(Labeled-object pointing entries)

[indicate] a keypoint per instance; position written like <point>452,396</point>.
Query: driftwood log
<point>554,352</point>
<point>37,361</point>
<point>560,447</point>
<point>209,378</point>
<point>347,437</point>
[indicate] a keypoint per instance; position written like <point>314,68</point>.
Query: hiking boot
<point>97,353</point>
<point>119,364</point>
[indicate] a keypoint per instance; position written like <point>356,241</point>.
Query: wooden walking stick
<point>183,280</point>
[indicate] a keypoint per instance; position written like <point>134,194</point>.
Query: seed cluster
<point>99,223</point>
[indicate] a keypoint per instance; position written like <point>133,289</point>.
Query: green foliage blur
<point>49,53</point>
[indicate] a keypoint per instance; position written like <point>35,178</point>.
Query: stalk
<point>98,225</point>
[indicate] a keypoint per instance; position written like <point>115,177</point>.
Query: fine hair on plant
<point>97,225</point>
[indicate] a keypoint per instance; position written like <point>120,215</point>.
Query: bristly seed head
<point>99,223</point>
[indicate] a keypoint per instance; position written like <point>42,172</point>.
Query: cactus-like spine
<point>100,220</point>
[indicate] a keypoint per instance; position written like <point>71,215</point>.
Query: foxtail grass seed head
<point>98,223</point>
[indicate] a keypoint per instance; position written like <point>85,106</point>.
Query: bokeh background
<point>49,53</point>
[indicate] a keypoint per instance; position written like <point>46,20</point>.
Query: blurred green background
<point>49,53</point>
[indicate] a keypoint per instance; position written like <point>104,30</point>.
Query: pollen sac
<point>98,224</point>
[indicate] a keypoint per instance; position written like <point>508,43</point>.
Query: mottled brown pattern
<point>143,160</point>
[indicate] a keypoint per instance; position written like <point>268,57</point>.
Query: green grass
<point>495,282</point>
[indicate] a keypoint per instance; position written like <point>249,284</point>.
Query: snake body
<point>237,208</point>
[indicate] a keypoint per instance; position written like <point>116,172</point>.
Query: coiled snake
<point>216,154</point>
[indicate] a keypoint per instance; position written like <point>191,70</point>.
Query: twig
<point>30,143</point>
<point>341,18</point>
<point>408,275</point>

Task requirements: Convert every line of the records above into a numbered list, leaving out any blank lines.

Response below:
1. [indicate] a keypoint per instance; position written like <point>452,396</point>.
2. Query: driftwood log
3. <point>554,352</point>
4. <point>37,361</point>
5. <point>560,447</point>
6. <point>209,378</point>
7. <point>347,437</point>
8. [indicate] a keypoint per instance; position written like <point>314,68</point>.
9. Query: hiking boot
10. <point>97,353</point>
11. <point>119,364</point>
12. [indicate] a keypoint per instance; position written like <point>356,241</point>.
13. Query: wooden walking stick
14. <point>183,280</point>
15. [indicate] a keypoint per instance; position written like <point>134,194</point>.
16. Query: seed cluster
17. <point>99,223</point>
18. [indicate] a keypoint per instance; position written like <point>133,289</point>.
19. Query: green foliage blur
20. <point>49,53</point>
21. [indicate] a keypoint per instance; position written like <point>35,178</point>.
22. Query: stalk
23. <point>98,225</point>
24. [indicate] a keypoint per instance; position written like <point>115,177</point>.
25. Query: fine hair on plant
26. <point>97,225</point>
27. [indicate] a keypoint per instance; position written like <point>120,215</point>.
28. Query: bristly seed head
29. <point>99,223</point>
30. [indicate] a keypoint per instance; position written like <point>42,172</point>.
31. Query: cactus-like spine
32. <point>100,220</point>
33. [indicate] a keypoint per instance; position written like <point>71,215</point>.
34. Query: foxtail grass seed head
35. <point>98,223</point>
36. [indicate] a keypoint per instance; position written like <point>85,106</point>.
37. Query: bokeh background
38. <point>49,53</point>
39. [indicate] a keypoint per instance; position written like <point>46,20</point>.
40. Query: blurred green background
41. <point>49,53</point>
42. [indicate] a keypoint per instance; position written like <point>104,30</point>.
43. Query: pollen sac
44. <point>98,224</point>
45. [indicate] a keypoint per instance; position written like <point>508,43</point>.
46. Query: mottled brown pattern
47. <point>143,160</point>
48. [indicate] a keypoint per instance; position written like <point>268,57</point>.
49. Query: green grass
50. <point>495,282</point>
51. [indicate] a keypoint per instance; position written like <point>249,284</point>.
52. Query: snake body
53. <point>237,208</point>
54. [indicate] a keypoint per instance; position written like <point>116,172</point>.
55. Query: coiled snake
56. <point>216,154</point>
57. [indicate] a keypoint per instance; position written like <point>191,70</point>.
58. Query: twig
59. <point>30,143</point>
60. <point>341,18</point>
61. <point>408,275</point>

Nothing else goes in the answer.